Point labeling dataset excerpts:
◆ ◆ ◆ ◆ ◆ ◆ ◆

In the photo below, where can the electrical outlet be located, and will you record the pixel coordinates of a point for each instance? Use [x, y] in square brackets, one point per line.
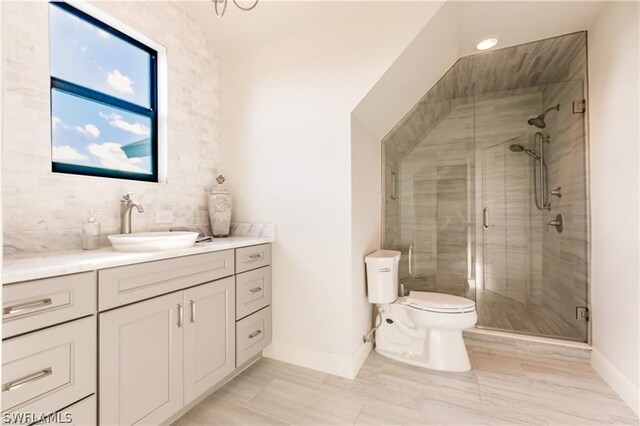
[164, 217]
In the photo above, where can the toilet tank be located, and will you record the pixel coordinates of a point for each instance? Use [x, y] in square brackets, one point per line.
[382, 276]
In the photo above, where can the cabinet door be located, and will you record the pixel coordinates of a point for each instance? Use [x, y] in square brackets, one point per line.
[209, 342]
[141, 361]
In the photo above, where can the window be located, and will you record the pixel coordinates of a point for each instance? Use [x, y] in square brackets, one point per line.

◆ ◆ ◆ ◆ ◆ ◆ ◆

■ Task goal
Can you change "pixel coordinates" to "image coordinates" throughout the rows above and write them out again with nothing else altered, omitting the pictures?

■ Worked answer
In the photo below, where can the electrical outlet be located, and will you record the image coordinates of a point for each instance? Use [x, y] in square brackets, one point per line.
[164, 217]
In the photo above, where can the toilet tank be located, and will you record the image coordinates of a point for each instance? Use [x, y] in square brackets, one point per line.
[382, 276]
In the photo above, where can the cabinet door be located, and will you record the image coordinates of a point for each instance? Use [x, y] in square brackets, one point per line.
[209, 342]
[141, 361]
In the photo above, where can the window be located, and will you record the image coordinates of a point for each instance? Use [x, y] in square brackets, one point per line.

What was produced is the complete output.